_JOBS_.
a. Name every module, class, or function that the Flask threading question imports in its code.
b. In the Flask threading question, rewrite the passage starting at "Since the process" and ending at "value = db.Column(db.Integer)", substituting "multiprocessing module" for "threading module".
c. Resume the Flask threading question after its final sentence.

-------- TEXT PROVIDED --------

I am building an app where users will occasionally initiate a longer-running process. While running, the process will commit updates to a database entry.
Since the process takes some time, I am using the threading module to execute it. But values updated while in the thread are never actually committed.
An example:
from flask import Flask, url_for, redirect
from flask_sqlalchemy import SQLAlchemy
import time, threading, os
if os.path.exists('test.db'): os.remove('test.db')
app = Flask(__name__)
app.config['SQLALCHEMY_DATABASE_URI'] = 'sqlite:///test.db'
db = SQLAlchemy(app)
class Item(db.Model):
id = db.Column(db.Integer, primary_key=True)
value = db.Column(db.Integer)
def __init__(self, value): self.value = value
db.create_all()
item = Item(1)
db.session.add(item)
db.session.commit()
#app.route('/go', methods=['GET'])
def go():
def fun(item):
time.sleep(2)
item.value += 1
db.session.commit()
thr = threading.Thread(target=fun, args=(item,))
# thr.daemon = True
thr.start()
return redirect(url_for('view'))
#app.route('/view', methods=['GET'])
def view(): return str(Item.query.get(1).value)
app.run(host='0.0.0.0', port=8080, debug=True)
My expectation was that the item's value would be asynchronously updated after two seconds (when the fun completes), and that additional requests to /view would reveal the updated value. But this never occurs. I am not an expert on what is going on in the threading module; am I missing something?

-------- DATA SEGMENT --------

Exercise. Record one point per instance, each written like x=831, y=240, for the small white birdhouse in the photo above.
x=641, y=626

--------

_PER-TASK OUTPUTS_.
a. Flask, url_for, redirect, SQLAlchemy, time, threading, os

b.
Since the process takes some time, I am using the multiprocessing module to execute it. But values updated while in the thread are never actually committed.
An example:
from flask import Flask, url_for, redirect
from flask_sqlalchemy import SQLAlchemy
import time, threading, os
if os.path.exists('test.db'): os.remove('test.db')
app = Flask(__name__)
app.config['SQLALCHEMY_DATABASE_URI'] = 'sqlite:///test.db'
db = SQLAlchemy(app)
class Item(db.Model):
id = db.Column(db.Integer, primary_key=True)
value = db.Column(db.Integer)

c.
I have tried setting thr.daemon=True as pointed out in some posts; but that is not it. The closest SO post I have found is this one; that question does not have a minimal and verifiable example and has not been answered.
I guess this is due to the fact that sessions are local threaded, as mentioned in the documentation. In your case, item was created in one thread and then passed to a new thread to be modified directly.
You can either use scoped sessions as suggested in the documentation, or simply change your URI config to bypass this behavior:
app.config['SQLALCHEMY_DATABASE_URI'] = 'sqlite:///test.db?check_same_thread=False'
After some debugging I figured out a solution; though I still do not understand the problem. It has to do with referencing a variable for the database object. If fun updates an object returned by a query, it works as expected:
def fun(item_id):
time.sleep(2)
Item.query.get(item_id).value += 1
db.session.commit()
In context:
from flask import Flask, url_for, redirect
from flask_sqlalchemy import SQLAlchemy
import time, threading, os
if os.path.exists('test.db'): os.remove('test.db')
app = Flask(__name__)
app.config['SQLALCHEMY_DATABASE_URI'] = 'sqlite:///test.db'
db = SQLAlchemy(app)
class Item(db.Model):
id = db.Column(db.Integer, primary_key=True)
value = db.Column(db.Integer)
def __init__(self, value): self.value = value
db.create_all()
item = Item(1)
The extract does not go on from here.